Texto proporcionado =>

%%

Más tarde, con 16 años, noté otro empujón del Señor: me pedía ser sacerdote del Opus Dei. Lo hablé con mis directores. Me dijeron que primero debía estudiar una carrera y trabajar, como quería san Josemaría. Estudié Magisterio en Educación Física, luego Psicopedagogía, trabajé cuatro años como profesor, y con 25 años me fui a Pamplona a estudiar Teología.
Viví años maravillosos allí, disfrutando de la universidad, los amigos, el deporte. Tras ordenarme sacerdote, regresé a Madrid y me he dedicado sobre todo a los jóvenes. He visto muchísimos frutos, muchas conversiones.
Recuerdo que un 24 de diciembre, después de un retiro en Bilbao, quedé para hacer surf con un amigo médico. Estábamos preparando las tablas cuando se acercó otro hombre. Charlamos y me dijo: “A ti te pega más ser bombero que sacerdote”. Le contesté: “En el fondo nos dedicamos a lo mismo: tú evitas que la gente se queme en esta vida, y yo, en la eternidad”.

%%

Registros proporcionados =>
%%

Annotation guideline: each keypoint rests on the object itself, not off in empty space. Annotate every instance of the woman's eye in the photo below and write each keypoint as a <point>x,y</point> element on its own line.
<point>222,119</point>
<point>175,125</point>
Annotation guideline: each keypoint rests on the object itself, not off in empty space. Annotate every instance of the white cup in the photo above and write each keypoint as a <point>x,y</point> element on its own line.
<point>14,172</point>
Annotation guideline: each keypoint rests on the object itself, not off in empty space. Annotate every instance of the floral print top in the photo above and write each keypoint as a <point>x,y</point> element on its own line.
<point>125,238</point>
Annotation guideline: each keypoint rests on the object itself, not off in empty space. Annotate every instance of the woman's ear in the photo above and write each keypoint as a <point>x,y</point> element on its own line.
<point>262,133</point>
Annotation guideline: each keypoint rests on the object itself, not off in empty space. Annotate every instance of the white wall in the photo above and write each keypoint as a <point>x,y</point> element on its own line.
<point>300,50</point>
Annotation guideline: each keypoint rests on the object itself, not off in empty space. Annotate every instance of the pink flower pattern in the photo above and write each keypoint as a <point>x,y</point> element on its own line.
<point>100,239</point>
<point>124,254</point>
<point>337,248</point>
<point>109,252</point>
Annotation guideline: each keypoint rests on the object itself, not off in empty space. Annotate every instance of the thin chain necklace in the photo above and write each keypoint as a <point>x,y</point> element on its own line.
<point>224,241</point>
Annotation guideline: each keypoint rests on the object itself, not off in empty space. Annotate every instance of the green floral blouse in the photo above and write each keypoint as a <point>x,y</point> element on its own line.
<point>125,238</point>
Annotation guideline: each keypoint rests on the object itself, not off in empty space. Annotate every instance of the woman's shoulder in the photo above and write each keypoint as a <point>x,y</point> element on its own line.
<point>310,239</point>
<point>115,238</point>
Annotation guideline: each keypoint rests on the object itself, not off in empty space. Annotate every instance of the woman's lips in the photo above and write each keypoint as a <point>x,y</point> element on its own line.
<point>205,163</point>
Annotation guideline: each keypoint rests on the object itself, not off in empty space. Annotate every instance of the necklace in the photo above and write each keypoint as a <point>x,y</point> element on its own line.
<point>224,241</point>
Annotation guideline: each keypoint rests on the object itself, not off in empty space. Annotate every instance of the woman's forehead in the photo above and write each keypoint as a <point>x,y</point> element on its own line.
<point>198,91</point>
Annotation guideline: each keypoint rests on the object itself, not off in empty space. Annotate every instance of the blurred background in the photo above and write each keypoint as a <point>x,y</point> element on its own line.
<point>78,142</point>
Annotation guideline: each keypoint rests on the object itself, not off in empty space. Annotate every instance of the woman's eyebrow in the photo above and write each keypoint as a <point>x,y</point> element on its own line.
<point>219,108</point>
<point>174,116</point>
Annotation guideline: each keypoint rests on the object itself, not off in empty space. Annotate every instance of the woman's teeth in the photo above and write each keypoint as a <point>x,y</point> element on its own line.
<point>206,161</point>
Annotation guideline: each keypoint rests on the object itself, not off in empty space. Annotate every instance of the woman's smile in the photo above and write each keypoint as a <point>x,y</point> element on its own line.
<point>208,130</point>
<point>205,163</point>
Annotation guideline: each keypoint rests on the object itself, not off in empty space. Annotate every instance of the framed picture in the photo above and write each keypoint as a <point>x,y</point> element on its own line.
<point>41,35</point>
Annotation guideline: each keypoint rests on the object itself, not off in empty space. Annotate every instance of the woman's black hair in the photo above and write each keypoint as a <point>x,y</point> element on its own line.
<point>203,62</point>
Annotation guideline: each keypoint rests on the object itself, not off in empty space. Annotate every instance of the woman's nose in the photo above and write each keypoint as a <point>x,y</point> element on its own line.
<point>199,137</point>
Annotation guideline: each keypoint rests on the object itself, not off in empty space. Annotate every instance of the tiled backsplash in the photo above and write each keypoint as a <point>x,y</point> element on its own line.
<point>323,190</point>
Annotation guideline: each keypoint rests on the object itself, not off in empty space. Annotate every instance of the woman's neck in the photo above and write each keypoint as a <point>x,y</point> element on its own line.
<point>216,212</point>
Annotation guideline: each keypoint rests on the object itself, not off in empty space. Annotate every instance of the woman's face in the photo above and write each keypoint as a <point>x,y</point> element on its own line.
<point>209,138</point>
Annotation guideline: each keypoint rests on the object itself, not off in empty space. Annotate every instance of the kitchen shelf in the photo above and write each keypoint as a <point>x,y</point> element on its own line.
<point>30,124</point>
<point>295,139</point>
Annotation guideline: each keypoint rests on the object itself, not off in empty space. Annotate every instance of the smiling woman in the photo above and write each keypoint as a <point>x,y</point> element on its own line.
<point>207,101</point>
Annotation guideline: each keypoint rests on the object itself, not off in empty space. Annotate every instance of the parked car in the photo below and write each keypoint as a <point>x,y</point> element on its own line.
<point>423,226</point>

%%

Sobre la tarea =>
Transcribe del texto proporcionado el fragmento comprendido entre "Más tarde, con" y "frutos, muchas conversiones.", ambos incluidos. Para responder, utiliza únicamente el texto proporcionado.

Solución del problema =>
Más tarde, con 16 años, noté otro empujón del Señor: me pedía ser sacerdote del Opus Dei. Lo hablé con mis directores. Me dijeron que primero debía estudiar una carrera y trabajar, como quería san Josemaría. Estudié Magisterio en Educación Física, luego Psicopedagogía, trabajé cuatro años como profesor, y con 25 años me fui a Pamplona a estudiar Teología.
Viví años maravillosos allí, disfrutando de la universidad, los amigos, el deporte. Tras ordenarme sacerdote, regresé a Madrid y me he dedicado sobre todo a los jóvenes. He visto muchísimos frutos, muchas conversiones.